start Listed records

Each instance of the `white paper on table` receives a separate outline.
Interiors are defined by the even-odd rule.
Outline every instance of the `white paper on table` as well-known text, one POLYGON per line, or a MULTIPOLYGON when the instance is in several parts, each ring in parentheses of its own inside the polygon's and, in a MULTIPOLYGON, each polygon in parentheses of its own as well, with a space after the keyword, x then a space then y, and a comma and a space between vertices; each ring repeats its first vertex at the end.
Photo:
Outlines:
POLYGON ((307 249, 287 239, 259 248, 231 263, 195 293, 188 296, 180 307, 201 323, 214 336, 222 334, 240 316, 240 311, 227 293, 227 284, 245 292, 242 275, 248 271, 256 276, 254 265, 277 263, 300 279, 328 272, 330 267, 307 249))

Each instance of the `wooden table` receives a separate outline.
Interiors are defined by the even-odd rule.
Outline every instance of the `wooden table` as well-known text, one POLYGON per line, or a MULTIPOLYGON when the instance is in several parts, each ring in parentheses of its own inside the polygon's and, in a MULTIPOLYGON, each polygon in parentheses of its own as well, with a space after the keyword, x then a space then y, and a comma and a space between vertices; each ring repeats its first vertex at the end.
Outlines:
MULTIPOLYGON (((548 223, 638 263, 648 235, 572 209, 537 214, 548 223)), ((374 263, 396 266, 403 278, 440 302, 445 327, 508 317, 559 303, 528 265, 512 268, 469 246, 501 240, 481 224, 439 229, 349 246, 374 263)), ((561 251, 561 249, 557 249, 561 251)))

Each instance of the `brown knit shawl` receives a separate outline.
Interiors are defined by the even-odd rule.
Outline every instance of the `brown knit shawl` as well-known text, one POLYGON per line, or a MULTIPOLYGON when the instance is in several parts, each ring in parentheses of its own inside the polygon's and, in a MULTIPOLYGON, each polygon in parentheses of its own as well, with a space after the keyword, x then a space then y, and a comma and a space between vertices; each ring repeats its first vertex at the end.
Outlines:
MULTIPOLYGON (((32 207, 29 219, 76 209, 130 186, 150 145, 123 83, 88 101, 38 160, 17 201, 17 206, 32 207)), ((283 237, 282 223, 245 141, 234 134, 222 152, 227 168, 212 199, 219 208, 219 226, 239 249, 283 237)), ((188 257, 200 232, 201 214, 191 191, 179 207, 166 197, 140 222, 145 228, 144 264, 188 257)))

end Listed records

Reproduce the stretch from the start of the items through the line containing "POLYGON ((307 249, 287" as a numbered list, omitting blank lines.

1. Each instance of the `white paper on table` receives a separate outline.
2. Interiors are defined by the even-odd rule.
3. Outline every instance of the `white paper on table` as well-known text, one POLYGON per line, or a MULTIPOLYGON when the instance is in several parts, each ring in parentheses of its own inside the polygon's and, in a MULTIPOLYGON, each polygon in parentheses of its own as well, with a space after the keyword, x then a space then y, and a comma and a space between vertices; each ring repeats its first vertex at the end.
4. Photo:
5. Outlines:
6. POLYGON ((307 249, 287 239, 259 248, 231 263, 195 293, 188 296, 180 307, 201 323, 214 336, 222 334, 240 316, 240 311, 227 293, 227 284, 245 292, 242 275, 248 271, 256 276, 254 265, 277 263, 300 279, 328 272, 330 267, 307 249))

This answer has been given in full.